═════ Quoted passage ═════

I am not sure about reincarnation, nor the spirits or souls. In this DP condition I come closer and closer to conclusion that death is the very end of everything and thats the true beauty of it.


----------



## CECIL (Oct 3, 2004)

I just kind of see depression as an infinite meaninglessness - and its very numbing to the point where, if nothing means anything, there's no point in going on.

Construct your own meaning. Construct your own reality.


----------



## enngirl5 (Aug 10, 2004)

That's how I know when I'm actually depressed because I get that feeling where "what is the point of all this? Life has no meaning." That really bored and empty feeling. It's a different feeling than when I'm dped and pondering whether life has meaning. Anyway, suicide is really annoying in that I have people in my life who like to "threaten" it. And who knows if they'll really do it. So I have to worry 24/7 that they're gonna kill themselves. Which is complete bullshit because that's exactly what they want! Why is suicide no longer censored?...


----------



## Depersonalized (Feb 11, 2005)

Life can have one meaning for sure - pleasure, you can't argue with that, even though all of us feel like crap we still manage to go through our daily lifes without killing ourselves that means we still find our lifes pleasurable.


----------



## Martinelv (Aug 10, 2004)

I have suicidal thoughts every day. And I mean, every day. I've had them lying in a gutter, lying on a beach in St Lucia with a beautiful woman, you name it - I've had it. Initially it was a fantasy that I could commit if the dreaded DR ever returned. Lately it's just because, I dunno, I'm so tired of being anxious, and not ill enough to recieve help or squander my life away in a haze of booze and women like I want to.

I've been like this for 15 years, and have 'only' tried to top myself twice. Once when my ex-wife threw me out of the house, and another time more recently when I was at my poor mothers, drunk out of my brain, furious at myself and life.

Life, for me, is never enough. I've had it all, everything I could possibly want (except for vague dreams of being published), and it's still not satisfied me. I doubt anything will. If fact, I know nothing will. How selfish and concieted is that ? In a strange way, DR actually made me feel more alive, because I was savagely determined not to miss out on life..and perhaps, in a morbid way, I enjoyed the dramatic tragedy of it all.....

═════ Records supplied ═════

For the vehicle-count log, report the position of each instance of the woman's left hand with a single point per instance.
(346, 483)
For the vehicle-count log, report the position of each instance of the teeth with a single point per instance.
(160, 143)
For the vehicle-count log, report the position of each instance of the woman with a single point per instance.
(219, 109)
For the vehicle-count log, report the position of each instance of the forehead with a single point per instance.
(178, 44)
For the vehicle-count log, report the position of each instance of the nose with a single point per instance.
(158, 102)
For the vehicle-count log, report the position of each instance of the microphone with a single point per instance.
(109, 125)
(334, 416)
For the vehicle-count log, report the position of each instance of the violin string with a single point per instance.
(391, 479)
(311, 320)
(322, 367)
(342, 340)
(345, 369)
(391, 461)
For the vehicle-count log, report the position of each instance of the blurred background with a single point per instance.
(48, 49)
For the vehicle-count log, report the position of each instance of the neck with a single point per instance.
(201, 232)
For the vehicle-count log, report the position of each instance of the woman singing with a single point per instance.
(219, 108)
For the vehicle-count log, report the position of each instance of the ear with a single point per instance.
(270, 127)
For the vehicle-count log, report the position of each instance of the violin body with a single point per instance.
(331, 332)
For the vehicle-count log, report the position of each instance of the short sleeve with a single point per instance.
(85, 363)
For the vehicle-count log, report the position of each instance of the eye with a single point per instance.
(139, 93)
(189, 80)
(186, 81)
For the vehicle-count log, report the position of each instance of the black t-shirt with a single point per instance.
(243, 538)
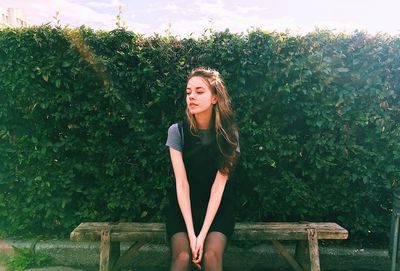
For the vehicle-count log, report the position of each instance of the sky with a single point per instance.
(183, 18)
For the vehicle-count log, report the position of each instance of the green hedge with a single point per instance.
(84, 117)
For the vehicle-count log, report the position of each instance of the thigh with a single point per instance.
(217, 242)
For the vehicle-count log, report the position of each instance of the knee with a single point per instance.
(212, 261)
(181, 260)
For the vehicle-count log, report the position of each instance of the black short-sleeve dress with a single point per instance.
(201, 164)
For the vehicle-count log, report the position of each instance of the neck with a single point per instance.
(203, 120)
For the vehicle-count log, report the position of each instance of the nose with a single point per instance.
(191, 95)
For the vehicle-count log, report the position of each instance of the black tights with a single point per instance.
(213, 252)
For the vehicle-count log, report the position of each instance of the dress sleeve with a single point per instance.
(174, 139)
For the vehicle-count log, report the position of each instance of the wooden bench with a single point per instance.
(111, 234)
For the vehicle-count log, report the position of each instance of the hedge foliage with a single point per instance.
(84, 117)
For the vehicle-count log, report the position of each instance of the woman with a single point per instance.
(203, 149)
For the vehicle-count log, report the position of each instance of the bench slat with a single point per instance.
(129, 231)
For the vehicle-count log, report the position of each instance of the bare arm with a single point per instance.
(182, 190)
(213, 204)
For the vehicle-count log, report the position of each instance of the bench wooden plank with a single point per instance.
(154, 232)
(111, 234)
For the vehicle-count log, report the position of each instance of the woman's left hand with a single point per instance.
(199, 251)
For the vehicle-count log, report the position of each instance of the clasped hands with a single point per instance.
(196, 245)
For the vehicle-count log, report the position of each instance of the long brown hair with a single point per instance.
(222, 118)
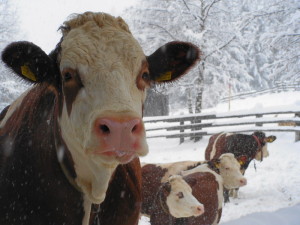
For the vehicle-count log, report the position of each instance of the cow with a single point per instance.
(244, 147)
(72, 140)
(173, 197)
(226, 171)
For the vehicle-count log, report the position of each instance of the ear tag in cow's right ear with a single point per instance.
(27, 73)
(164, 77)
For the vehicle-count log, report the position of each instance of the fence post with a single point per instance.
(297, 133)
(181, 131)
(258, 124)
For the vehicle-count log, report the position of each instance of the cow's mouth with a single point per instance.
(120, 155)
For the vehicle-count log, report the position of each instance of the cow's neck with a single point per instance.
(47, 196)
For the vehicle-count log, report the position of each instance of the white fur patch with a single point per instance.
(204, 168)
(181, 202)
(175, 168)
(13, 107)
(230, 171)
(214, 149)
(87, 211)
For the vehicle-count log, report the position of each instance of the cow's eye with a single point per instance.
(180, 195)
(67, 76)
(146, 76)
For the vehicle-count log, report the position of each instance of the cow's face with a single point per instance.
(180, 201)
(101, 75)
(230, 171)
(263, 150)
(102, 71)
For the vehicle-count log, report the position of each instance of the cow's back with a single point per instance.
(216, 146)
(151, 181)
(205, 189)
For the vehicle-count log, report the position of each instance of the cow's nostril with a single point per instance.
(134, 128)
(104, 129)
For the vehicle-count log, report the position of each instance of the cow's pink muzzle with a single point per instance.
(119, 138)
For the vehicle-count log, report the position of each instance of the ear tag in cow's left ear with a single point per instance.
(27, 73)
(164, 77)
(217, 165)
(242, 160)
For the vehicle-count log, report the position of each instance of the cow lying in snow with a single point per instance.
(72, 140)
(223, 171)
(244, 147)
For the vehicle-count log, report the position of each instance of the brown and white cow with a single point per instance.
(63, 140)
(173, 197)
(226, 169)
(244, 147)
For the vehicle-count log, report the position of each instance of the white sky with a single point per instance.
(40, 19)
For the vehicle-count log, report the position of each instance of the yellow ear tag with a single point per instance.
(27, 73)
(165, 76)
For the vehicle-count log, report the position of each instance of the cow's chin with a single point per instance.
(121, 157)
(116, 156)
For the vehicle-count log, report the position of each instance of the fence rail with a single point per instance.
(197, 125)
(275, 89)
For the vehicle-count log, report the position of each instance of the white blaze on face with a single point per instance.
(263, 153)
(107, 60)
(214, 147)
(180, 201)
(230, 171)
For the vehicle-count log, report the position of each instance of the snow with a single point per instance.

═════

Work to complete :: Print the stretch of the forum thread from "I've been like" through "myself and life.". Work only from the forum thread and set the items aside.

Written solution ::
I've been like this for 15 years, and have 'only' tried to top myself twice. Once when my ex-wife threw me out of the house, and another time more recently when I was at my poor mothers, drunk out of my brain, furious at myself and life.